I'm not trying to offend or insult you, I'm trying to ask questions which might give you some insight on yourself. Maybe it won't, maybe I'm wrong, maybe my questions are stupid, but I'm not trying to talk down to you or tell you I know more about you than you do yourself.
God, you are such a drama queen. I never thought that you were trying to insult me or offend me. Neither did I think that you would think that I was trying to insult or offend you.
I mean, damn. Sensitive, aren't we? My son or daughter would think nothing of me addressing either of them as Bitch.
Your first post, which was the the one I quoted and was questioning, was the initial post on this thread - you wrote it without anyone prompting you with a question. You knew that people would read it, and you knew that people were likely to respond. What did you hope to occur by posting it?
I was interested in a discussion of the falling away of attachments. Now, I feel like I am on trial. "What did you hope and when did you hope it?"
I am not very good at defending myself. I need a lawyer.
Recently, Dave Hodges posted here about his girlfriend leaving. I took that as a post about the shedding of attachment. I did not take it as Dave Hodges looking for support from the forum. That idea was never broached on Dave's thread. So I wonder why it is broached here.
Jason, I was attempting to discuss the how and why attachments are shed. I thought it might be a somewhat interesting topic. That's what I get for thinking, I reckon. Dave Hodges can post a thread about his girlfriend leaving but, when Marsha Faizi posts a thread about the shedding of attachment, it's got to be because I am seeking support from the forum.

* PROVIDED INFORMATION *

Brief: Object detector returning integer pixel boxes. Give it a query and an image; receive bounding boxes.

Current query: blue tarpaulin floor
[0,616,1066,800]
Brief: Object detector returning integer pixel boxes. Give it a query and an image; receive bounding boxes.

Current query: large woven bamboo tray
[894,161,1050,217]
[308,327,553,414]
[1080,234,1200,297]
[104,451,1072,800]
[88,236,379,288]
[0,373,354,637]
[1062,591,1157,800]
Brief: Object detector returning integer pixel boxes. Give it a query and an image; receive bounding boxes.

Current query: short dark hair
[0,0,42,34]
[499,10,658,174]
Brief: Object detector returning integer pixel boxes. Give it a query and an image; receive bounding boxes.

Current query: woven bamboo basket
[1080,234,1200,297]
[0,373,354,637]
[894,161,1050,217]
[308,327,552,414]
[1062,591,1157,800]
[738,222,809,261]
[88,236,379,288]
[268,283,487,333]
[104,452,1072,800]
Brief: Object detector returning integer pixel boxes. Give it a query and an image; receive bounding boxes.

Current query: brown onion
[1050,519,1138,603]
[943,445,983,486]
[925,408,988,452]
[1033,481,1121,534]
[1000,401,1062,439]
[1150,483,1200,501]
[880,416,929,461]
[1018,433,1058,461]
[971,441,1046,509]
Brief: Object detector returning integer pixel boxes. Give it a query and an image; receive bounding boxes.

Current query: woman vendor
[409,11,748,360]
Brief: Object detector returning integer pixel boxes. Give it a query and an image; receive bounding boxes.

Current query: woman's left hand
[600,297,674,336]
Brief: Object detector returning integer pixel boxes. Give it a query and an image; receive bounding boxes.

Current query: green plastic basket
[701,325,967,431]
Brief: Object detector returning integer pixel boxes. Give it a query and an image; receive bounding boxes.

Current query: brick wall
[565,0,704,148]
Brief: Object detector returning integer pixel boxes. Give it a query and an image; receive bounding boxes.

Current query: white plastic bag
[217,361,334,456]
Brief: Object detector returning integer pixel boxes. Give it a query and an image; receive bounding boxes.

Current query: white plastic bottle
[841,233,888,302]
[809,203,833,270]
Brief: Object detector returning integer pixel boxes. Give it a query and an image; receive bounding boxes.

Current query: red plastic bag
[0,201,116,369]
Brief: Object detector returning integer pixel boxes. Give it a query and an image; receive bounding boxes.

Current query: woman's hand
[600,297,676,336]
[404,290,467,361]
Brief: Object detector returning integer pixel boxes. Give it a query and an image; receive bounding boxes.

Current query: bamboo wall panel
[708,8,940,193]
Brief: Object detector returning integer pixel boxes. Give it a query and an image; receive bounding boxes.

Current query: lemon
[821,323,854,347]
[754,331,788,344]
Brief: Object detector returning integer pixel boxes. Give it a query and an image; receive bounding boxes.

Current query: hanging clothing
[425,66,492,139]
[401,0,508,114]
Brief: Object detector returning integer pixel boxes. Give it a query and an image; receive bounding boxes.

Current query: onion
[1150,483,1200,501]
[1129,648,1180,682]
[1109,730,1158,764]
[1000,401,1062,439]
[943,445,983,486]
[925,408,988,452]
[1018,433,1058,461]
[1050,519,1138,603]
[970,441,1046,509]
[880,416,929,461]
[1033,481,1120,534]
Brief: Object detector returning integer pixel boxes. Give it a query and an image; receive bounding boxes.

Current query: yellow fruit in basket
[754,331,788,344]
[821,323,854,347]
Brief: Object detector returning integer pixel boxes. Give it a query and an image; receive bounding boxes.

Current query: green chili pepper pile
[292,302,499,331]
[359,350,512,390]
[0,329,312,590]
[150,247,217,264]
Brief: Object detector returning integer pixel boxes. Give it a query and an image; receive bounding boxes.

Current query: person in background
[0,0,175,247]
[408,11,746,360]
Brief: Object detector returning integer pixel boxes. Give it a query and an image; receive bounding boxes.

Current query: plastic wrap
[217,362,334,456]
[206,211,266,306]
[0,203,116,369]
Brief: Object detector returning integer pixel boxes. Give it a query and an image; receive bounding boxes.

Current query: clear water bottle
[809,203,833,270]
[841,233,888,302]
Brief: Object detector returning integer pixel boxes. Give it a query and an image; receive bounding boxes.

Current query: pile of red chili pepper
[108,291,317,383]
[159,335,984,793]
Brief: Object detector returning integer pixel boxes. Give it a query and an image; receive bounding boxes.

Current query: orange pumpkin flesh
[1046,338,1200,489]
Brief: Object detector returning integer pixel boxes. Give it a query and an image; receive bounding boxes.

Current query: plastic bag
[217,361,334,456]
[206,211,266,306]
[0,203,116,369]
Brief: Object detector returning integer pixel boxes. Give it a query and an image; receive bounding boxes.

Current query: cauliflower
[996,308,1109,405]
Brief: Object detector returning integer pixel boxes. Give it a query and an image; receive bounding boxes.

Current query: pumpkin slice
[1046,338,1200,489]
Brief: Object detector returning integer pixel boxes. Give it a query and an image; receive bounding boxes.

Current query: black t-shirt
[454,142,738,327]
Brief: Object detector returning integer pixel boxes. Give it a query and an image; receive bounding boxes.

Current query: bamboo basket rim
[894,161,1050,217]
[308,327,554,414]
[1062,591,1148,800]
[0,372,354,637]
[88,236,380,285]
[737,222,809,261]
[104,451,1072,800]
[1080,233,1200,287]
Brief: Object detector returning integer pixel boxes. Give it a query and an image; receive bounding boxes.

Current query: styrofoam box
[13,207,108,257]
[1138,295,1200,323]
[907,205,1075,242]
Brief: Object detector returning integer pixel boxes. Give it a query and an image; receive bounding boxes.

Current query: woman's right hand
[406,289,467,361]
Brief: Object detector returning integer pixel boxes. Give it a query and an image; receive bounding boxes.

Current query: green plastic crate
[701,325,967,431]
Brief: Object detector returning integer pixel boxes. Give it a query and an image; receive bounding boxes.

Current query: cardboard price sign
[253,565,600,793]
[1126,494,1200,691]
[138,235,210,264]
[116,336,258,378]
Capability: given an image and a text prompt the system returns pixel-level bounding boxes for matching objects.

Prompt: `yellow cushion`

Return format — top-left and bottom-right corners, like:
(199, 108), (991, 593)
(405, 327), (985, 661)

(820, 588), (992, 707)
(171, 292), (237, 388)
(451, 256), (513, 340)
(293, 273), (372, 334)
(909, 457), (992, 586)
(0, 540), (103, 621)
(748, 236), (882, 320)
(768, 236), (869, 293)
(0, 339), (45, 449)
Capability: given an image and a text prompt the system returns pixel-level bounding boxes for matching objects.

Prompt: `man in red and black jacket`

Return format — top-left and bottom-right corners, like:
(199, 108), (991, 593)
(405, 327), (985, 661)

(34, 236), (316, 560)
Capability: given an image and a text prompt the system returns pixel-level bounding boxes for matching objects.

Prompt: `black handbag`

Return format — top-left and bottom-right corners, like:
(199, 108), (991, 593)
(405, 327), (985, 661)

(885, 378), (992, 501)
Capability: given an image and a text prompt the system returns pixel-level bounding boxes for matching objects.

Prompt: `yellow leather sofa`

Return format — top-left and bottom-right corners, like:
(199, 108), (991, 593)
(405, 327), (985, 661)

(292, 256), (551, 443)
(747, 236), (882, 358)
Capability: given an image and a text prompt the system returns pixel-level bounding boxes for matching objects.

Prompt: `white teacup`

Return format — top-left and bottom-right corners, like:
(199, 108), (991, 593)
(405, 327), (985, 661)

* JOB A *
In the forum exchange, why does the writer doubt the idea that the thread was posted to get support from the forum? Answer in one to three sentences.
* JOB B *
Can you extract the part of the forum exchange starting with "I mean, damn." and going on through "is broached here."?

* EXPECTED ANSWER A *
Dave Hodges had recently posted about his girlfriend leaving, and the writer read that as a post about shedding attachment. No one on his thread suggested he was looking for support. The writer says this thread was meant the same way, as a discussion of how and why attachments are shed.

* EXPECTED ANSWER B *
I mean, damn. Sensitive, aren't we? My son or daughter would think nothing of me addressing either of them as Bitch.
Your first post, which was the the one I quoted and was questioning, was the initial post on this thread - you wrote it without anyone prompting you with a question. You knew that people would read it, and you knew that people were likely to respond. What did you hope to occur by posting it?
I was interested in a discussion of the falling away of attachments. Now, I feel like I am on trial. "What did you hope and when did you hope it?"
I am not very good at defending myself. I need a lawyer.
Recently, Dave Hodges posted here about his girlfriend leaving. I took that as a post about the shedding of attachment. I did not take it as Dave Hodges looking for support from the forum. That idea was never broached on Dave's thread. So I wonder why it is broached here.